━━ The input

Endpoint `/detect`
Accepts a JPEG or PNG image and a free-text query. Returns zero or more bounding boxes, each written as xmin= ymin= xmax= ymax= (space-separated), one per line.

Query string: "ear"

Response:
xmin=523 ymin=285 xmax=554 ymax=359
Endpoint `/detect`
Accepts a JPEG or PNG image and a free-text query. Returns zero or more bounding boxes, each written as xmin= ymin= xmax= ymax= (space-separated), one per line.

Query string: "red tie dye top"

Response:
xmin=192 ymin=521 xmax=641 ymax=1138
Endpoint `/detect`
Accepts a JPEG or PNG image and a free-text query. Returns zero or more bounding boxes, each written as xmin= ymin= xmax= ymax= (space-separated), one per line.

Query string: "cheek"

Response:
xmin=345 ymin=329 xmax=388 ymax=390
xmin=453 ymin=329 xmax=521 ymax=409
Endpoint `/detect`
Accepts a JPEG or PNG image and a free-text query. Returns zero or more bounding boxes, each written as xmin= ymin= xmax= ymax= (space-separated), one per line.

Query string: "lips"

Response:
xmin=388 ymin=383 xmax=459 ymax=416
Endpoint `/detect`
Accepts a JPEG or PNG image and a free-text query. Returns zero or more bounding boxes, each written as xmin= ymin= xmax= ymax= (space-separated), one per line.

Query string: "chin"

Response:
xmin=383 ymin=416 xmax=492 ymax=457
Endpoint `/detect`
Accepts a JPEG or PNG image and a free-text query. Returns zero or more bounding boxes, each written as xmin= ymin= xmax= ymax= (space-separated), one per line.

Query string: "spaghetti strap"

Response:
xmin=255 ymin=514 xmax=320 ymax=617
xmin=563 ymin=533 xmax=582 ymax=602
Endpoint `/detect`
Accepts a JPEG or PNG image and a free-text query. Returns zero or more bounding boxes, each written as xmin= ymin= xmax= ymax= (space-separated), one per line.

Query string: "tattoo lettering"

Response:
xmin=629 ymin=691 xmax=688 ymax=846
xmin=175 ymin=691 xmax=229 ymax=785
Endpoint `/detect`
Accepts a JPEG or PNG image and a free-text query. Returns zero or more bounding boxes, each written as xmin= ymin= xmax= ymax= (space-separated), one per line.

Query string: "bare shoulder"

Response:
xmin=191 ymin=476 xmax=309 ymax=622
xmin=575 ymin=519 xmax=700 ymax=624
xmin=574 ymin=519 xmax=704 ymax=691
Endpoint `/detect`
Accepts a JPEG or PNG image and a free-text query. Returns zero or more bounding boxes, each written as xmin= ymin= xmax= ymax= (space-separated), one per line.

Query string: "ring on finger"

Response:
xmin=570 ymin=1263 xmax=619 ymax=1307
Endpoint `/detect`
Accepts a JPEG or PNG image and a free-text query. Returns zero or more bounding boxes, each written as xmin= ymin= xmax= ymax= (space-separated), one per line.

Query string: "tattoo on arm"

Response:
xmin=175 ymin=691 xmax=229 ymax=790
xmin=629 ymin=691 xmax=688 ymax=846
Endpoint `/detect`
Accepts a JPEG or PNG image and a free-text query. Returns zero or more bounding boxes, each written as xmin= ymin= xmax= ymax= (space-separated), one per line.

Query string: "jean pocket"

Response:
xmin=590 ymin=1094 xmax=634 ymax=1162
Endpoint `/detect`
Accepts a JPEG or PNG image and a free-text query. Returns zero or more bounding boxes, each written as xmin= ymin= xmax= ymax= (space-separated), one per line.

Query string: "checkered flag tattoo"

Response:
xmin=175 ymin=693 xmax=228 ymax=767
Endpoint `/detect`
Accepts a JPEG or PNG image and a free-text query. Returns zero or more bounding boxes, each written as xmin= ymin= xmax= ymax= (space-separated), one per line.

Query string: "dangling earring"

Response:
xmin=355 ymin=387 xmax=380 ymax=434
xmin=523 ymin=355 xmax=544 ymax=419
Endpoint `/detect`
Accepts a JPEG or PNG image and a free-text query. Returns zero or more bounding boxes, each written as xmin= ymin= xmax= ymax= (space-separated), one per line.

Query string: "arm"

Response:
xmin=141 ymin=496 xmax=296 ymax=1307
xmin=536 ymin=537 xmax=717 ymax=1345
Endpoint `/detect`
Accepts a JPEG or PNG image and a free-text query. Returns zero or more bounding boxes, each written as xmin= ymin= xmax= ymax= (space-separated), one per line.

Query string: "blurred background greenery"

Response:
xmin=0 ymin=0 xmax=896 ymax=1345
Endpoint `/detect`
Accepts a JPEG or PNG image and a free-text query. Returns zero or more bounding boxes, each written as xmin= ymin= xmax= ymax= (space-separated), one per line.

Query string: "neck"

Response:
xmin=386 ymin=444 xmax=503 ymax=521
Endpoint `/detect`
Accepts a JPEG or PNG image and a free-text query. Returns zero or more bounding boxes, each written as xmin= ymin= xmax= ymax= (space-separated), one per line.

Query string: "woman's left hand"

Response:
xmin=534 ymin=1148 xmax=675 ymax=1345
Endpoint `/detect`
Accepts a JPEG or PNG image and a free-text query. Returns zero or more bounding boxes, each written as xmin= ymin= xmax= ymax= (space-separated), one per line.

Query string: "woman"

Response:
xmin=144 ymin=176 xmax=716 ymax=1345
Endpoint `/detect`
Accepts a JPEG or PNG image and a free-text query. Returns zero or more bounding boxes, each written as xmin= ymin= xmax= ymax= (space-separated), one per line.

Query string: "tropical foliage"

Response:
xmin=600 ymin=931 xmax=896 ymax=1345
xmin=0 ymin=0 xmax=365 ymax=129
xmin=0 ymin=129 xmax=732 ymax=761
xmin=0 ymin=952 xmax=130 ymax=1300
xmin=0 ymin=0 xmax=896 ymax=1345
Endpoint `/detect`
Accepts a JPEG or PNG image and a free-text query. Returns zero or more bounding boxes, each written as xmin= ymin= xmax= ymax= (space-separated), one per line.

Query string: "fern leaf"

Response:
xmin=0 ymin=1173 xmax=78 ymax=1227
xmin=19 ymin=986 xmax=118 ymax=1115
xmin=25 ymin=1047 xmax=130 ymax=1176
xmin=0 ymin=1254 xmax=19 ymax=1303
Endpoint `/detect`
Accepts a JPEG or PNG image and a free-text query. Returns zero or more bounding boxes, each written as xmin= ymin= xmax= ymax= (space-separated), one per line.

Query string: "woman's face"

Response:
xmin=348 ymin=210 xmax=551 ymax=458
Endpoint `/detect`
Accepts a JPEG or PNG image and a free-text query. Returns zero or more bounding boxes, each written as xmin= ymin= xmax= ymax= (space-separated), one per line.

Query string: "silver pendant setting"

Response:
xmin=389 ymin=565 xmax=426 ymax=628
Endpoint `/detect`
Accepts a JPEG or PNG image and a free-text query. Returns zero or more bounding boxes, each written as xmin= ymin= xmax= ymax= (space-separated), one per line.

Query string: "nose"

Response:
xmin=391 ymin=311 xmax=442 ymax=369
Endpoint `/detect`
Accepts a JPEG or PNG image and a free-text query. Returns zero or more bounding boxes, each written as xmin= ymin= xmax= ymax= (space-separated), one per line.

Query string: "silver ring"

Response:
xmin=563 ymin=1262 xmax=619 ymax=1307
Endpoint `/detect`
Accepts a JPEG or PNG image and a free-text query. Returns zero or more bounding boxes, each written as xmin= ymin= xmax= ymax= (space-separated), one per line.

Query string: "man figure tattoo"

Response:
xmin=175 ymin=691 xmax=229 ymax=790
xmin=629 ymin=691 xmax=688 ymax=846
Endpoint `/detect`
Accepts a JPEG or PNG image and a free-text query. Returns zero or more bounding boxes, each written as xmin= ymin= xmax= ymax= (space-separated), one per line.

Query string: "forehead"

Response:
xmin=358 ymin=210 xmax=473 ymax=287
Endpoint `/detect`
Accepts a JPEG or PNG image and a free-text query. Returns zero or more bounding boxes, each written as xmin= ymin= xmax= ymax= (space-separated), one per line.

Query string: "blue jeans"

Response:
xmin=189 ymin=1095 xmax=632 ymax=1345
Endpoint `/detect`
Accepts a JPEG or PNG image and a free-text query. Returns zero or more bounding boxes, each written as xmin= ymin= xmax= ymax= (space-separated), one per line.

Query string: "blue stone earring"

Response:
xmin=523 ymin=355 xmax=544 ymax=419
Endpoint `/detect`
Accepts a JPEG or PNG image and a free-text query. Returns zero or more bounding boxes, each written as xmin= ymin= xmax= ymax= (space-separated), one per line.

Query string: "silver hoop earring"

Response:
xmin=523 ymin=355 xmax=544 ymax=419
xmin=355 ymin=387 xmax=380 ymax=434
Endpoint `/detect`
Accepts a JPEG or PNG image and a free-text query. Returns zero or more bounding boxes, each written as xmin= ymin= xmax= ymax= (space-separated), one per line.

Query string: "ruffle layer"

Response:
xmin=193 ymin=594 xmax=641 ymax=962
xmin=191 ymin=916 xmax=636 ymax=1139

━━━━

_Given exercise_: Print the items word for word, from the first line through the line containing "xmin=192 ymin=521 xmax=641 ymax=1138", with both of those lines included.

_Reply_:
Endpoint `/detect`
Accepts a JPEG or PNG image and a free-text query. Returns zero or more bounding boxes, each written as xmin= ymin= xmax= ymax= (space-separated), one per line.

Query string: "ear"

Response:
xmin=523 ymin=285 xmax=554 ymax=359
Endpoint `/detect`
Accepts a JPEG or PNG image and a free-text query. Returns zero or more bounding boxes, each written as xmin= ymin= xmax= ymax= (space-separated), one per line.

Query string: "red tie dye top"

Response:
xmin=192 ymin=521 xmax=641 ymax=1138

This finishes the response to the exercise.